I bought hundreds of blue narcissus bulbs once

and planted them in a design of a ribbon

in the ground
which was found
in the middle of the ruins
where the Lord of the Manor
remained
after the rest of us
had left

https://www.goodfon.com/flowers/wallpaper-vesna-2018-meduzanol-c-kustik-sinie-nartsiss.html

I never knew if they grew.
This memory did not unearth itself from my brain
until the typing of the words tonight
that I finished planting the bulbs

I had said today
I want to put something else in the ground
I feel like there should be daffodils
yellow
bright

Something other than only the blue , grape hyacinth which I had bought and filled my front garden plot with.

It felt funny to have only that one flower. Yet I had bought a bag full of these bulbs, 60 of them
and my plot next to my walk is small.

I am on a limited budget and thought
"I don't want to spend any more money"

and then thought
Maybe it will be really beautiful,
the concentration of the blue flowers coming up en mass!

I also thought, maybe some of the existing bulbs still in the ground will also have daffodils emerge from them again this year, with dainty pink soft edges on the blushing pale whitish petals
which I planted a couple years ago.

Part of me now thinks
How wonderful , that even if the daffodils don't emerge
The swath of blue flowers

will be joyful
and celebratory

and not in a shape of a ribbon reminding of violence.

But simply there because I thought them pretty and was excited thinking
"I love hyacinths
They are one of my favorite early spring flowers so I want alot of them this year!"

It was a distant memory
so distant I almost wondered if it could have been a dream
But no..
then I remembered the walking through the threshold of the stone doorway
through the corridor to the courtyard, surrounded by the stone walls and windowless framed out arches where the light came in.

I even moved an apple tree into that space.

I built a secret garden out of what looked like ruins.
An unfinished space.

I never did ask my kids if any of the flowers bloomed. I remember planting hundreds of bulbs there.

It was this defiance that I was determined to create something of beauty in that space

I did not want the last actions to be of ugliness in my memory of time there.

The child who went off to college is the one I remember helped me with the planting on one occasion. Simply as she was the one who was awake. I suppose this memory is one that reminds me that she did not always stay asleep after the others had entered dreamland.
She was the one who work in early morning and started to bake a cake, climbing on the kitchen counter from a chair and pulling out the flour and sugar.

At age 3.

She was precocious and excited about life and smart and exploratory.

And she was my helper who found it fun to have built our own secret garden.

This late Fall, I put in the grape hyacinth and also a half dozen large Giant Hyacinth surrounding the crab apple tree that sits , crooked, propped up by two stakes I fought with, pounding into the ground and twine that I yanked and pulled and tried to best tighten to support the tree, propped up by gravel in the front to try to weigh it down and prevent further toppling after it had been uprighted again.

Two years ago a wind storm snapped one of the main roots of this little flowering crabapple tree.

- - -

▶ _Required task_
Write the next part of the piece about planting flower bulbs, starting after its final sentence.

(Examples of point labeling)
- - -

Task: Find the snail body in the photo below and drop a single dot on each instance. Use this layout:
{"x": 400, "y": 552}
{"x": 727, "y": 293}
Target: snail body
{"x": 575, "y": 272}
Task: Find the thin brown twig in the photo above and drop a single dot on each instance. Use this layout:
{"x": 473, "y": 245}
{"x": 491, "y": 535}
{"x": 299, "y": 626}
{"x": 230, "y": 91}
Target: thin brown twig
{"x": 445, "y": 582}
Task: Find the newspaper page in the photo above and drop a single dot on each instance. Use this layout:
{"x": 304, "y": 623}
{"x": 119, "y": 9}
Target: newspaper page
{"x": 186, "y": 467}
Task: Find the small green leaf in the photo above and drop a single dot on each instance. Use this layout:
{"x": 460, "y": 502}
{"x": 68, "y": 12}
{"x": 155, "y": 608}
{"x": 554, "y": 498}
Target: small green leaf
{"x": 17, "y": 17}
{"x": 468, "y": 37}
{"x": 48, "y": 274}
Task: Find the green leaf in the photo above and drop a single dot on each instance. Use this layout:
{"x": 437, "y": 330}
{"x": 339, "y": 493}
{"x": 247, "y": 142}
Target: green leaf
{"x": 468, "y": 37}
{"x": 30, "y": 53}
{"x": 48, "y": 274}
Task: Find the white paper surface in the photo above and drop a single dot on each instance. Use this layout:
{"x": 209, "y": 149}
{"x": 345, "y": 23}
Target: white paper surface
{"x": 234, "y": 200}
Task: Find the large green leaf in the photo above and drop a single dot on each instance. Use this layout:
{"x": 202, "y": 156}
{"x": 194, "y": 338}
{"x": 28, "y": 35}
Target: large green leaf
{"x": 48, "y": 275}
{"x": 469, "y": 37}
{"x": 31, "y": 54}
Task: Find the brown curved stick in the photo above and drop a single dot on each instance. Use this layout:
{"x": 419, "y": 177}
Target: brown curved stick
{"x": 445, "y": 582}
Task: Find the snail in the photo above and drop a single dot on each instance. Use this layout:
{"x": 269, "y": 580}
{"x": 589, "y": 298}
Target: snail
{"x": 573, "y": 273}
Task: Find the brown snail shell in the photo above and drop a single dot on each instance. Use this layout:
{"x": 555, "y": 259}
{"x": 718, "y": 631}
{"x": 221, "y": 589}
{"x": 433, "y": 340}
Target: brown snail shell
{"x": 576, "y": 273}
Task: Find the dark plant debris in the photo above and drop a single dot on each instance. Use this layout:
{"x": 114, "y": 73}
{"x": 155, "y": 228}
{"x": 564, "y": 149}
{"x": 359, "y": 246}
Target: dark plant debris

- - -

▶ _Exercise output_
I have been so insistent on its care and rehabilitation, reluctant to let it go.
It was late November,
I think I remember the date-
November 18th
when the tree snapped in the wind of a stormy night.
Perhaps it was the 17th, but it was the 18th, the next day, and a particularly cold one, when I was inordinately and seemingly irrationally completely obsessed and driven to save this tree and dug for hours to first unearth it completely freeing its roots, to assess damage, then while it sat there digging the ground under it for hours until I had a hole receding deep enough to LOWER the once poorly planted tree , properly!
The root ball had been ABOVE ground- far above where optimal for health and longevity! It was no wonder the tree snapped, as it was not planted deep enough.

I recall having worked my hands raw that night, wearing layers of gloves, and changing them as recall it was unseasonably cold. So cold in November that it felt like snow, or ice could be forthcoming any moment.

The tree was saved! I did it- with this almost otherworldly strength in the moment of absolute obsession.
I was exhausted, but happy when it was clear the tree had survived over the following days, then weeks.
I took a photo of the tree the night I proudly saved it ugly fat yellow plastic twine wrapped around its trunk pulling its weight to be supported by two very large and rather wide wood stakes. They were the ugliest things, but I found them beautiful in the moment of their utility, and support of the crab apple tree which each Spring burst with its pink flowers.
I took another after I decorated its then thin looking frail branches with Christmas lights, all small blue.
I ordered two metal decorative , tall , painted Nutcracker like soldiers, which had stakes to put in the ground, you can envision them I am sure, who stood guard at our front yard by the tree and covered the view of the ugly wood posts, with their festive holiday presence.
Once during the following year, a wind storm again took the tree down! I went to the hardware store and bought better stakes, removed the ugly wood ones and put in harder plastic ones, which I hammered into the ground.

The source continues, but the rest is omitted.